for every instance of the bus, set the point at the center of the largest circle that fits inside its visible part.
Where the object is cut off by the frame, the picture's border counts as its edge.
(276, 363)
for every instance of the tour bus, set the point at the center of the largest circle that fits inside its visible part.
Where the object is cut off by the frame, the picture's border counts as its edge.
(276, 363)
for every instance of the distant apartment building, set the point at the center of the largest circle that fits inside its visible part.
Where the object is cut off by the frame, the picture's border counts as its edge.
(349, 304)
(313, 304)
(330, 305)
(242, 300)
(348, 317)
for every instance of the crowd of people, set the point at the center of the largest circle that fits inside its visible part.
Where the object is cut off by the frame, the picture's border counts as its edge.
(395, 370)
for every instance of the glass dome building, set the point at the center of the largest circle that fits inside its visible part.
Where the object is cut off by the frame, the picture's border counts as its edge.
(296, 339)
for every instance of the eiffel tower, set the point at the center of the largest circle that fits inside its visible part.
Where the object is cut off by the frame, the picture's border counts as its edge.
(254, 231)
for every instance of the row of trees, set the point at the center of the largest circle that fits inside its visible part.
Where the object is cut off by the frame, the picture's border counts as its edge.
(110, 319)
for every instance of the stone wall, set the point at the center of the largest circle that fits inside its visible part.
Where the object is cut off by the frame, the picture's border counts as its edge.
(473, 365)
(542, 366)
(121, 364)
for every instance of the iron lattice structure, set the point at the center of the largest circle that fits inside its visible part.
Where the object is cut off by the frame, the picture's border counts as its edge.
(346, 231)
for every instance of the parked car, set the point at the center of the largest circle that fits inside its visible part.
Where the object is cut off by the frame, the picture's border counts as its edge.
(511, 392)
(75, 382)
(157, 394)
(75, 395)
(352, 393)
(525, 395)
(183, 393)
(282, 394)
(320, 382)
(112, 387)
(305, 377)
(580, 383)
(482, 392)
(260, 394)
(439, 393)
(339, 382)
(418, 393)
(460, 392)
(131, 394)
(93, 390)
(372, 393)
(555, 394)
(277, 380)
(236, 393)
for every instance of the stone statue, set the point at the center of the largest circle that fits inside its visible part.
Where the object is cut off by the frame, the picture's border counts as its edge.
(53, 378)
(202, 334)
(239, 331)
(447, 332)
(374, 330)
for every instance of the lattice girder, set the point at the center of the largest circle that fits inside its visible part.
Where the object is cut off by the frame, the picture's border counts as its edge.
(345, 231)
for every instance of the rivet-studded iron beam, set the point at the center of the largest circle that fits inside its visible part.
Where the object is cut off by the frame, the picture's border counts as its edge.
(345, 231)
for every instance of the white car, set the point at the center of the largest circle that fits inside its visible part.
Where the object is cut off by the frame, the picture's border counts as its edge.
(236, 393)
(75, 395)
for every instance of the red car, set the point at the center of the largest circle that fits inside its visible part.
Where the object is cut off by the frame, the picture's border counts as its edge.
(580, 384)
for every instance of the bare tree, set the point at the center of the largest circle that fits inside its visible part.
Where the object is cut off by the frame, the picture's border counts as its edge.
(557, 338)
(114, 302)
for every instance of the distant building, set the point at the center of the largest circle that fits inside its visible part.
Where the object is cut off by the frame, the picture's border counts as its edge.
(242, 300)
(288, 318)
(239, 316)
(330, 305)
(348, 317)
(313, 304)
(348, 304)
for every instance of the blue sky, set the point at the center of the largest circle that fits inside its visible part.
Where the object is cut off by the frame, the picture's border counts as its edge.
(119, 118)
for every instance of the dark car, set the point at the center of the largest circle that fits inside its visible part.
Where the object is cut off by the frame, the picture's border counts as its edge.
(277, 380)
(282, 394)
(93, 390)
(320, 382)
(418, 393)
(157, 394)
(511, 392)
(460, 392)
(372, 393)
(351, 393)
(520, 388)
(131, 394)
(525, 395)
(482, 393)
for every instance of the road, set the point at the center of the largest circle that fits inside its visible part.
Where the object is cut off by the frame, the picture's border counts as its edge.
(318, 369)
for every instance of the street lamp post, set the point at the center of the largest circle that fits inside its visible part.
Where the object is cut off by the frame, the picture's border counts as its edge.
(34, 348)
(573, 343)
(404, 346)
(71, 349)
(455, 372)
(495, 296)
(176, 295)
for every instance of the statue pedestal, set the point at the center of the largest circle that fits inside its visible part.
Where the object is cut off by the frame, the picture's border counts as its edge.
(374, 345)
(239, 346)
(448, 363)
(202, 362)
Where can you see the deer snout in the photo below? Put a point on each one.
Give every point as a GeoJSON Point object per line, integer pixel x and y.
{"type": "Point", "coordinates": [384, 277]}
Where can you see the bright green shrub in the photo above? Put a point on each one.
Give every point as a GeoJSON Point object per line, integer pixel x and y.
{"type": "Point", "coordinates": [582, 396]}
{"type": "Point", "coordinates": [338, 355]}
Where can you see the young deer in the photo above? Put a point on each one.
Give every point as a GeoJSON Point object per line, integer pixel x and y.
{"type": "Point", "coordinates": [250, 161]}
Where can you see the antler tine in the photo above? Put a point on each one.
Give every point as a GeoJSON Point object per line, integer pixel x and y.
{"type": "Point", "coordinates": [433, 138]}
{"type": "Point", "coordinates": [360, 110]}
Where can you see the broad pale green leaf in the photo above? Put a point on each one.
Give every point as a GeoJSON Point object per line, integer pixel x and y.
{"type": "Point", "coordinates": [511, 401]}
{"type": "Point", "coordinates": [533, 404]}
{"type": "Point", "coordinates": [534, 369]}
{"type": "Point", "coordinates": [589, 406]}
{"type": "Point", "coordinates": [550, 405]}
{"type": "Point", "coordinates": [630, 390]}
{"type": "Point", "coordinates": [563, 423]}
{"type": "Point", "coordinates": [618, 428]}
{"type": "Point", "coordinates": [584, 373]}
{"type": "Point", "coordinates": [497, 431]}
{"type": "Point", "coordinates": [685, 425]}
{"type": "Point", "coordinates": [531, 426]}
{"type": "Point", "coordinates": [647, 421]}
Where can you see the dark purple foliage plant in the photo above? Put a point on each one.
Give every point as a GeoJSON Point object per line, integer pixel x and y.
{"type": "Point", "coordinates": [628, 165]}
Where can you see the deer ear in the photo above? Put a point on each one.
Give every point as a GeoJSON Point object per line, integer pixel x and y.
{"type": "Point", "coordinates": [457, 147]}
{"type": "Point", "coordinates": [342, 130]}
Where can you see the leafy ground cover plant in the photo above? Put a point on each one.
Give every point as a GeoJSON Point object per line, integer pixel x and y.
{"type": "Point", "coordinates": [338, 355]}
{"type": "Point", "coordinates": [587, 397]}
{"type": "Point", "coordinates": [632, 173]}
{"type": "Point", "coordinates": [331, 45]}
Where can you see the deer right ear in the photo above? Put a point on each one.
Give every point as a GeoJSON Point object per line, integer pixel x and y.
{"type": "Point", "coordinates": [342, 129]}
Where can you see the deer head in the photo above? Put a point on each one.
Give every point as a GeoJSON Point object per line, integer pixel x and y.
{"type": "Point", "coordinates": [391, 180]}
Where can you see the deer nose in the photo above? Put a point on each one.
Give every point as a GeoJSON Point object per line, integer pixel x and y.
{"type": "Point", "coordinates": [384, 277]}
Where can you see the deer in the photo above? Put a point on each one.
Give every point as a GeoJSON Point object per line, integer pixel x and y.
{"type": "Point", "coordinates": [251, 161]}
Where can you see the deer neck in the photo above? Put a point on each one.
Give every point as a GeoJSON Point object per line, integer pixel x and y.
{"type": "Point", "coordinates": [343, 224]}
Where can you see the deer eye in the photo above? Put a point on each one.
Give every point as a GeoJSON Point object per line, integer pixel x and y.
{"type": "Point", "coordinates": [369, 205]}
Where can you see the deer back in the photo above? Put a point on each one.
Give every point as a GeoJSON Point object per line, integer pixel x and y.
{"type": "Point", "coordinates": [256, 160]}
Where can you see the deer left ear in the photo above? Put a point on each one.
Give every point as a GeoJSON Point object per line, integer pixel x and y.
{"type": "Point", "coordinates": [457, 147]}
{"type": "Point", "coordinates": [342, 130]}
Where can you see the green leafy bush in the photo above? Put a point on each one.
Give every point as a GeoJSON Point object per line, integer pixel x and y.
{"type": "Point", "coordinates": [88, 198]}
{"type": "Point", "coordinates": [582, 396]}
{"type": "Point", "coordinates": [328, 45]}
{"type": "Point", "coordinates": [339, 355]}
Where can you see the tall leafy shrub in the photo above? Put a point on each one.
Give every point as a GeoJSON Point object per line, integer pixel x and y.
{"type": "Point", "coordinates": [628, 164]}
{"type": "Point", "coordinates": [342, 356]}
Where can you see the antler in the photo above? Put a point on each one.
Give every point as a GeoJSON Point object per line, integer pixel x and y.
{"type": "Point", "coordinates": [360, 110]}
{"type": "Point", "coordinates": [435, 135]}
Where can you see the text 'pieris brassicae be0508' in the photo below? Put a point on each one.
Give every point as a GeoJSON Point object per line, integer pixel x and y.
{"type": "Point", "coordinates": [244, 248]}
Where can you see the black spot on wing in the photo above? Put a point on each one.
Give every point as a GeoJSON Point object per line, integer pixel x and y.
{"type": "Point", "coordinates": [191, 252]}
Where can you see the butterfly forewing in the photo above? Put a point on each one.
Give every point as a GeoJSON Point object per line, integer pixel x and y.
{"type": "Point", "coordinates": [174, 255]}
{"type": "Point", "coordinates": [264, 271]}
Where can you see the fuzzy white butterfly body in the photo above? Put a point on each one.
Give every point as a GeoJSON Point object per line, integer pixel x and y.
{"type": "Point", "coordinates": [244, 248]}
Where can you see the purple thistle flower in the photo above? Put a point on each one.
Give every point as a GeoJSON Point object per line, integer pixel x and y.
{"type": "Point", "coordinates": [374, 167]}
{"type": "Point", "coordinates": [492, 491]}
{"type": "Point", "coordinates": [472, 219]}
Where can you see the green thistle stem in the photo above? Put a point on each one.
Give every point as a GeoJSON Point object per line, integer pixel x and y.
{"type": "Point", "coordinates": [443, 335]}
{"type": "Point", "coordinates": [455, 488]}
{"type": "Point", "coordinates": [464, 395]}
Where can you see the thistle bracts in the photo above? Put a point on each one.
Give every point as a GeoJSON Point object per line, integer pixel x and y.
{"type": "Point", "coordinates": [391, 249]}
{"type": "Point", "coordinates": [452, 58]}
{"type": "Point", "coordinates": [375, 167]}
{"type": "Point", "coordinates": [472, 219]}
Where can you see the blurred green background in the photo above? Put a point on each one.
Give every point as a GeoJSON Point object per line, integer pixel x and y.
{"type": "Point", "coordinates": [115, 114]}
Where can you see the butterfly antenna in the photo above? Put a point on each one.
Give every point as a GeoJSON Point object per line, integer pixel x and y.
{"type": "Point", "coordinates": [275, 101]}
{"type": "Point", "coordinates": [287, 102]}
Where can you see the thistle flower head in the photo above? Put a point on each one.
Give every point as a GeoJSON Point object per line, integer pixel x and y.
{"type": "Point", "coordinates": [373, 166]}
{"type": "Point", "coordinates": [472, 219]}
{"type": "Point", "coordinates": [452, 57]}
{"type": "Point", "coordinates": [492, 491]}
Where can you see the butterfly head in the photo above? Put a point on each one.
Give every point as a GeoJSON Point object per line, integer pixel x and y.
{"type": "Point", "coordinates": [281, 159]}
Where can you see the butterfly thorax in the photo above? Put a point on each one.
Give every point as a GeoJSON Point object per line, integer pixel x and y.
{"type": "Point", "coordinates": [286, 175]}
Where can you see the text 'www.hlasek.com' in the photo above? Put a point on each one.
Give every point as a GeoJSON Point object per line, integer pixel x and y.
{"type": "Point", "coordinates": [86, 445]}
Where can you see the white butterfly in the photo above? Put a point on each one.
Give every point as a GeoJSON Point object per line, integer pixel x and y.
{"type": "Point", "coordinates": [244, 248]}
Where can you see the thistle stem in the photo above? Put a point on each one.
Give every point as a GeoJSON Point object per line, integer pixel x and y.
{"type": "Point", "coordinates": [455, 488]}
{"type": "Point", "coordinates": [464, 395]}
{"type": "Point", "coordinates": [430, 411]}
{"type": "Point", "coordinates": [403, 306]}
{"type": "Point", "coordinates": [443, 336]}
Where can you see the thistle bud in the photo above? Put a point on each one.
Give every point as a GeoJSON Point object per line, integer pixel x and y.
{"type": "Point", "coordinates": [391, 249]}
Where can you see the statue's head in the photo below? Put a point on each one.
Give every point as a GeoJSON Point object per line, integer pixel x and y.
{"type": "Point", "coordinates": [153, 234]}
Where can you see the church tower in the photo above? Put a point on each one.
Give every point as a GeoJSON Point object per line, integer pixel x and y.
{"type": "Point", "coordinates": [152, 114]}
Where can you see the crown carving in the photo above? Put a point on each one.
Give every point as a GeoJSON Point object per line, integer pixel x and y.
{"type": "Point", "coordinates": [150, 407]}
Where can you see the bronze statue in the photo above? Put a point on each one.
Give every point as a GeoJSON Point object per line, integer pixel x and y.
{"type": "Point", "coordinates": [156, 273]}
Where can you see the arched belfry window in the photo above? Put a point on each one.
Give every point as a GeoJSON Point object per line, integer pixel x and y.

▶ **Task to complete**
Copy whichever lines in the listing above hold "leafy".

▶ **Result for this task**
Where can you see the leafy ground cover plant in the photo above? Put a point on each one.
Where can you see the green leafy bush in the photo above? Put a point on each one.
Where can you see the tall leafy shrub in the photo above? Put a point on each one.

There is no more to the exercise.